• PROBLEM REQUIREMENTS: All of the data is to be written out again exactly, without the pictures.

• Data entries:
※ ※ ※
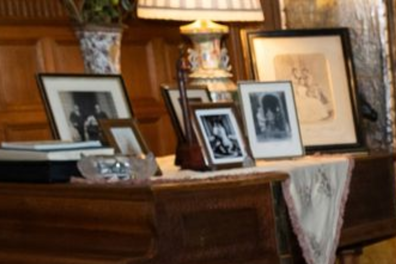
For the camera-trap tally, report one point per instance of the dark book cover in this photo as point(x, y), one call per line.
point(38, 171)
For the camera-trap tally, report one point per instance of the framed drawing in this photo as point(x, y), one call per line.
point(124, 136)
point(171, 96)
point(220, 135)
point(75, 103)
point(319, 65)
point(270, 118)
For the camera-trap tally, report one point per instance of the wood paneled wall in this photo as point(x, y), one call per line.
point(36, 36)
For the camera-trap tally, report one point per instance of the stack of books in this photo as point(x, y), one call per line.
point(45, 161)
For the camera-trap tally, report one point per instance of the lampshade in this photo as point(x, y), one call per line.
point(188, 10)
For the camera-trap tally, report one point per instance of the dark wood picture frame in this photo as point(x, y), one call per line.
point(326, 57)
point(214, 124)
point(75, 102)
point(270, 118)
point(170, 95)
point(125, 137)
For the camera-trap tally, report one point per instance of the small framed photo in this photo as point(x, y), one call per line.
point(271, 119)
point(319, 64)
point(76, 102)
point(125, 137)
point(219, 132)
point(171, 95)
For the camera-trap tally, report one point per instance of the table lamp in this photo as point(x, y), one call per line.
point(208, 59)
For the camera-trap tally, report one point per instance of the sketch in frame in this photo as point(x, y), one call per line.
point(271, 119)
point(171, 96)
point(76, 103)
point(220, 134)
point(318, 63)
point(125, 137)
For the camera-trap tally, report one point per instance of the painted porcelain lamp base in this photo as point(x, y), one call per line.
point(209, 61)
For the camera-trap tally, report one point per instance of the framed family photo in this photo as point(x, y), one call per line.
point(171, 96)
point(219, 132)
point(125, 137)
point(319, 64)
point(270, 118)
point(75, 103)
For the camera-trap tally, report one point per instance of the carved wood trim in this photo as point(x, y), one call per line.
point(21, 10)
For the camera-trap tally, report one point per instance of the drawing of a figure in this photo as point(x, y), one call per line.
point(310, 78)
point(310, 106)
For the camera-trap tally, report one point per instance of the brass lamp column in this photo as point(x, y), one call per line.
point(209, 60)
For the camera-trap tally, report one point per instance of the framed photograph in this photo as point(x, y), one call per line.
point(319, 65)
point(124, 136)
point(75, 103)
point(171, 95)
point(219, 133)
point(270, 118)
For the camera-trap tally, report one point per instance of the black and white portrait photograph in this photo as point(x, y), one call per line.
point(271, 121)
point(222, 137)
point(75, 103)
point(270, 115)
point(84, 109)
point(318, 63)
point(310, 77)
point(220, 134)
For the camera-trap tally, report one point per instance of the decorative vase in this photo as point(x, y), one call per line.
point(100, 49)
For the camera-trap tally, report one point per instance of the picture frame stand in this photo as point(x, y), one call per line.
point(188, 151)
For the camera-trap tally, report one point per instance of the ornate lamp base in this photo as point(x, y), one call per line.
point(209, 62)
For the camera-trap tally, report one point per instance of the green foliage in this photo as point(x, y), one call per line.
point(99, 12)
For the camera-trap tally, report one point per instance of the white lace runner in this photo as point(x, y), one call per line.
point(315, 194)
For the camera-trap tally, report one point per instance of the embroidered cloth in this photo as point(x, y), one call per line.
point(315, 194)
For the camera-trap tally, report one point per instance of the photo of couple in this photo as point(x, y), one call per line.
point(84, 109)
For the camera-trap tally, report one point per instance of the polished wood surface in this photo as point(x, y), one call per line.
point(196, 222)
point(230, 219)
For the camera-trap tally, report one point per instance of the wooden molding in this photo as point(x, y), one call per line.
point(16, 11)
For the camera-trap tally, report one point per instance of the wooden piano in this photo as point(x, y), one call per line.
point(229, 220)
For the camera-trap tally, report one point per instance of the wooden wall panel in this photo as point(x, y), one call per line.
point(18, 60)
point(36, 36)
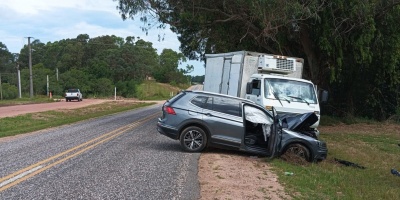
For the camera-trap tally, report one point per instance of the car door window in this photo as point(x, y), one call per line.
point(227, 106)
point(200, 101)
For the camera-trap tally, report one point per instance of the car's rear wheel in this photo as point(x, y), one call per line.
point(297, 153)
point(193, 139)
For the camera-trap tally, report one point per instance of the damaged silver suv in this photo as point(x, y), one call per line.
point(200, 119)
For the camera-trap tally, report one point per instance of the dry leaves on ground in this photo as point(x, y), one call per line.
point(224, 175)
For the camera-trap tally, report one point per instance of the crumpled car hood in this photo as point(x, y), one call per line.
point(300, 122)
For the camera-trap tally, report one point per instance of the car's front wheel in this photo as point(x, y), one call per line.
point(193, 139)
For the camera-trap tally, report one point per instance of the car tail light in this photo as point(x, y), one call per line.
point(169, 110)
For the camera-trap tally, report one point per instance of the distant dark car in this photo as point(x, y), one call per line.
point(200, 119)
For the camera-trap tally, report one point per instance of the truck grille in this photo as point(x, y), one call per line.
point(283, 64)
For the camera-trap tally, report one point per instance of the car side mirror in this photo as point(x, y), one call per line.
point(249, 88)
point(324, 96)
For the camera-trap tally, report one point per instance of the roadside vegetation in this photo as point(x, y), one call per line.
point(10, 126)
point(370, 148)
point(365, 143)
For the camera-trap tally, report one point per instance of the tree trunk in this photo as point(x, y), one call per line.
point(312, 58)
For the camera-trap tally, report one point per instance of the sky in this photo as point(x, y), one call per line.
point(54, 20)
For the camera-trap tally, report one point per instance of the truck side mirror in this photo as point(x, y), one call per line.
point(324, 96)
point(249, 88)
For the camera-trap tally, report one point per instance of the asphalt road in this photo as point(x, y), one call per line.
point(120, 156)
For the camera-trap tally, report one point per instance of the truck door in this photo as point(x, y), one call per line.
point(225, 76)
point(213, 78)
point(234, 76)
point(256, 93)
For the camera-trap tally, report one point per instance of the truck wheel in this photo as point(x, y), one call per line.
point(193, 139)
point(297, 153)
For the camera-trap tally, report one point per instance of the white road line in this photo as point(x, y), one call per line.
point(19, 176)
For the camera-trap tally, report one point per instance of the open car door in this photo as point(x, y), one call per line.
point(276, 131)
point(270, 127)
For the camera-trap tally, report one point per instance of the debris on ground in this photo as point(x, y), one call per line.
point(349, 164)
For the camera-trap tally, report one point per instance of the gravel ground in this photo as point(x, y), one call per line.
point(137, 164)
※ ※ ※
• SOLUTION TO THE EXERCISE:
For the camera-trap tally, report one point per instance of the dark book cover in this photo as point(x, y), one call per line.
point(38, 171)
For the camera-trap tally, report one point per instance of the framed drawing in this photo as point(x, y), one call per line.
point(124, 136)
point(171, 96)
point(220, 135)
point(75, 103)
point(319, 65)
point(270, 118)
For the camera-trap tally, report one point per instance of the wood paneled wall in this photo as point(x, y), one call per line.
point(36, 36)
For the camera-trap tally, report one point per instance of the stack of books in this photo as point(x, y), one call per line.
point(45, 161)
For the camera-trap tally, report one point per instance of the lampshade in this photo as point(x, y), one call per line.
point(188, 10)
For the camera-trap tally, report one point per instance of the dark wood picture frame in this photo as point(x, y), one call per line.
point(326, 57)
point(214, 124)
point(75, 102)
point(270, 118)
point(170, 95)
point(125, 137)
For the camera-trap tally, report one point per instance of the small framed photo in this photo as point(x, y), one call per line.
point(271, 119)
point(319, 64)
point(76, 102)
point(125, 137)
point(219, 132)
point(171, 95)
For the camera-trap tally, report one point per instance of the table lamp in this photo as point(x, y), one call per line.
point(208, 59)
For the camera-trap tally, report one point per instance of the sketch in frame in this photo as point(x, y), one call per line.
point(271, 119)
point(171, 96)
point(76, 103)
point(220, 134)
point(318, 63)
point(125, 137)
For the camera-trap tally, report one point per instance of the painted porcelain lamp base in this photo as point(x, y), one call per line.
point(209, 61)
For the camera-trap tally, report one point per instance of the framed family photo in this photo as point(x, y), one call per line.
point(171, 96)
point(219, 132)
point(125, 137)
point(319, 64)
point(270, 118)
point(75, 103)
For the camera-trap tally, report one point per instance of the carved wood trim in this photo as point(x, y), one call per line.
point(21, 10)
For the camera-trap tally, report one point per instance of the drawing of a figure in this photo as point(x, y), one call per line.
point(310, 78)
point(310, 106)
For the camera-trap tally, report one point per instance of the brass lamp column in this photo as point(x, y), one call per line.
point(209, 60)
For the camera-trap tally, report one point per instance of the framed photograph in this photo as point(x, y), one call per line.
point(319, 65)
point(124, 136)
point(75, 103)
point(171, 95)
point(219, 133)
point(270, 118)
For the camera-trap tally, report one point per instance of the black and white portrait photograph in this photo as point(x, y), one call per line.
point(271, 121)
point(222, 137)
point(75, 103)
point(270, 115)
point(84, 109)
point(318, 63)
point(310, 77)
point(220, 134)
For the camera-trap tally, report one point per instance of the decorative vase in this photo as point(x, y), one call per line.
point(100, 49)
For the camera-trap tally, report one point per instance of the picture frame stand in this photo as point(x, y), one call per line.
point(188, 151)
For the camera-trap tally, report one point per instance of the ornate lamp base in this photo as point(x, y), one call per line.
point(209, 62)
For the camera-trap tally, report one point per instance of the green foliage in this photo as point(x, y), one call per line.
point(99, 12)
For the camera-trap tally, report one point per instance of the white lace runner in this photo as point(x, y), one call per line.
point(315, 194)
For the camera-trap tally, report one point per instance of the embroidered cloth in this photo as point(x, y), one call per line.
point(315, 194)
For the camera-trap tally, report one point per instance of the photo of couple in this photo as point(x, y), one call per line.
point(84, 109)
For the camera-trap tally, report one point per instance of the polished wood surface in this photo as point(x, y), one call per line.
point(196, 222)
point(230, 219)
For the camera-trap tally, report one point per instance of the wooden molding in this photo as point(x, y), one call per line.
point(16, 11)
For the camera-trap tally, report one point per instance of the wooden piano in this photo as point(x, y), one call per line.
point(229, 220)
For the camera-trap tally, report one point per instance of the wooden wall panel in this photo as point(x, y), one call per line.
point(18, 60)
point(36, 36)
For the camera-trap tally, report one point per instance of the car door window in this photo as point(x, y), one call per line.
point(227, 106)
point(200, 101)
For the camera-trap tally, report one point per instance of the car's rear wheel in this photo as point(x, y), one call per line.
point(297, 153)
point(193, 139)
For the camera-trap tally, report one point per instance of the damaged silver suv in this photo as point(x, y), one call per line.
point(200, 119)
For the camera-trap tally, report one point per instance of the dry leaves on ground in this photo as point(x, y), one call per line.
point(224, 175)
For the camera-trap tally, report one point per instance of the crumpled car hood in this photo as point(x, y), one call per line.
point(300, 122)
For the camera-trap tally, report one point per instance of the car's front wheel in this photo as point(x, y), one call per line.
point(193, 139)
For the camera-trap tally, report one point per instance of the car tail light in this photo as point(x, y), one call per line.
point(169, 110)
For the camera-trap tally, report one point per instance of the distant dark car in this photo as point(x, y), one call per line.
point(200, 119)
For the camera-trap tally, report one point per instance of the truck grille in this photo as point(x, y), one call per line.
point(283, 64)
For the camera-trap tally, report one point per instance of the car side mirror in this photo as point(x, y), one call per line.
point(249, 88)
point(324, 96)
For the camera-trap tally, report one point per instance of the roadside vegetation in this photo as point(x, y), one call per line.
point(10, 126)
point(370, 148)
point(365, 143)
For the camera-trap tally, report one point per instance of the tree trunk in this photo as point(x, y), one call per line.
point(312, 58)
For the camera-trap tally, report one point per instance of the sky in this photo as point(x, y), one call per line.
point(54, 20)
For the camera-trap tally, report one point per instance of the truck side mirror in this photo as point(x, y), one call per line.
point(324, 96)
point(249, 88)
For the camera-trap tally, report one point per instance of the asphalt road in this photo as point(x, y), one call per line.
point(120, 156)
For the camera-trap tally, report one point per instance of the truck door in this photo as point(x, y), one call per line.
point(225, 76)
point(213, 78)
point(234, 76)
point(256, 93)
For the camera-trap tally, report one point per instance of the truck wheel in this photo as point(x, y), one call per line.
point(193, 139)
point(297, 153)
For the camera-trap tally, report one point per instance of the white road line in this photo as point(x, y), one call per line.
point(19, 176)
For the camera-trap tally, report one point per instance of the open car door in this photo as point(x, y), one call per line.
point(276, 131)
point(270, 127)
For the camera-trap tally, report one point per instance of the debris on ground in this photo as point(x, y), one call per line.
point(349, 164)
For the camera-trap tally, report one point per instance of the gravel ground in this photo as point(x, y), one call per line.
point(137, 164)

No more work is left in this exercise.